## DATA FOR THIS TASK
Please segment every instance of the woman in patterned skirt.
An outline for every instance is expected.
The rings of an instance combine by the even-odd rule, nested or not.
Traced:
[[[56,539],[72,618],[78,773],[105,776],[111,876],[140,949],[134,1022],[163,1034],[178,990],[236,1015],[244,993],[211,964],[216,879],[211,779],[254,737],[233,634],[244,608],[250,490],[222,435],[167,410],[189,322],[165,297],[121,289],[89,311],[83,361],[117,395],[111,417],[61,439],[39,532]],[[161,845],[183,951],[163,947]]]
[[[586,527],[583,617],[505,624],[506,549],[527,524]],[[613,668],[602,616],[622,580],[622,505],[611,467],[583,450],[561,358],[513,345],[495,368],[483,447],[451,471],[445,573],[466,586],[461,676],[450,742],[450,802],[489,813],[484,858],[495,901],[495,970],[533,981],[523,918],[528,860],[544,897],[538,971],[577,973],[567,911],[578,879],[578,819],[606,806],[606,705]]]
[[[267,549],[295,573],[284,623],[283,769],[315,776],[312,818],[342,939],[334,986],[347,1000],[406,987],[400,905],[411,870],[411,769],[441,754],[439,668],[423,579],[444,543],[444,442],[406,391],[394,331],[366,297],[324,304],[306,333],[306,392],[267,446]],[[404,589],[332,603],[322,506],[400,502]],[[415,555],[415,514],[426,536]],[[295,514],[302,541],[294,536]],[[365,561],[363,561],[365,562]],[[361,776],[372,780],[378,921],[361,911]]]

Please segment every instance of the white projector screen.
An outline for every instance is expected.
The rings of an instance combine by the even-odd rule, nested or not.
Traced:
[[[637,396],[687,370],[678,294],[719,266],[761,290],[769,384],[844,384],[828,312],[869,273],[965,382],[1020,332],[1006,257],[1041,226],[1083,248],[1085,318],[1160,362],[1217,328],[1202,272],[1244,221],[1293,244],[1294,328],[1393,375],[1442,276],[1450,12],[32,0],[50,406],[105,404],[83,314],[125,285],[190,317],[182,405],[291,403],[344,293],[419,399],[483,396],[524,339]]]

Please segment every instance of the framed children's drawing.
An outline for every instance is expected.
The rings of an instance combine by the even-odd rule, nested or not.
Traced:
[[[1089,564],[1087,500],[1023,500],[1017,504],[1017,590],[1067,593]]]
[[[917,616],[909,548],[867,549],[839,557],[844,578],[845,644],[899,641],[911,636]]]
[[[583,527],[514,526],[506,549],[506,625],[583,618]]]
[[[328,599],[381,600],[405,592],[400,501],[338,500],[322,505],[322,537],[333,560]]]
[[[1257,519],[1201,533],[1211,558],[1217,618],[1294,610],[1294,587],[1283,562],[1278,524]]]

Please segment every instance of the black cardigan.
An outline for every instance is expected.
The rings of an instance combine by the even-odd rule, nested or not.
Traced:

## TASK TO COMPLETE
Retype all the data, changing nothing.

## EXERCISE SOLUTION
Please segment every instance of the woman in patterned skirt.
An outline for every instance is expected.
The rings of an instance combine by the even-odd rule, nested or not.
Traced:
[[[56,539],[72,618],[78,773],[105,776],[111,876],[140,949],[134,1022],[163,1034],[178,990],[236,1015],[244,993],[211,964],[216,879],[211,779],[254,737],[233,634],[244,608],[250,490],[222,435],[167,410],[189,322],[165,297],[121,289],[89,311],[83,361],[117,395],[111,417],[61,439],[39,532]],[[161,845],[183,951],[163,947]]]
[[[586,527],[583,617],[505,624],[506,549],[527,524]],[[613,668],[602,616],[622,580],[622,505],[611,467],[583,450],[561,358],[513,345],[495,368],[483,447],[451,471],[445,573],[466,586],[461,676],[450,742],[450,802],[489,813],[484,858],[495,901],[495,970],[533,981],[523,918],[528,860],[544,897],[538,971],[577,973],[567,911],[578,879],[578,819],[606,806],[606,705]]]
[[[267,549],[295,573],[284,623],[283,769],[315,776],[312,818],[342,939],[334,986],[347,1000],[406,987],[400,905],[411,870],[411,769],[441,754],[439,668],[423,579],[444,543],[444,442],[406,391],[394,331],[366,297],[324,304],[306,333],[306,392],[267,446]],[[404,589],[332,603],[322,506],[400,502]],[[415,555],[415,514],[426,536]],[[295,514],[302,541],[294,536]],[[365,561],[363,561],[365,562]],[[361,776],[372,780],[378,921],[361,911]]]

Please segment every instance of the white projector screen.
An outline for every instance is expected.
The rings of an instance combine by the even-odd rule, nested or not.
Traced:
[[[637,396],[687,370],[678,294],[719,266],[761,290],[769,384],[844,384],[828,312],[869,273],[965,382],[1020,332],[1006,257],[1041,226],[1083,248],[1085,318],[1160,362],[1217,328],[1202,272],[1244,221],[1293,244],[1294,328],[1393,375],[1442,276],[1450,12],[32,0],[50,406],[105,404],[83,314],[125,285],[190,317],[182,405],[291,403],[344,293],[419,399],[483,396],[524,339]]]

Please segment every instance of the framed children's drawing.
An outline for every instance is expected.
The rings of an instance combine by the even-odd rule, nested or not.
Traced:
[[[1089,564],[1087,500],[1023,500],[1017,504],[1017,590],[1067,593]]]
[[[917,616],[909,548],[867,549],[839,557],[844,578],[845,644],[899,641],[911,636]]]
[[[583,527],[514,526],[506,549],[506,625],[583,618]]]
[[[328,599],[381,600],[405,592],[400,501],[338,500],[322,505],[322,537],[333,560]]]
[[[1257,519],[1201,533],[1211,558],[1217,618],[1294,610],[1294,587],[1283,562],[1278,524]]]

Please segment every instance of the black cardigan.
An outline for every instance is expected.
The rings of an instance combine by the even-odd rule, nested or not.
Traced:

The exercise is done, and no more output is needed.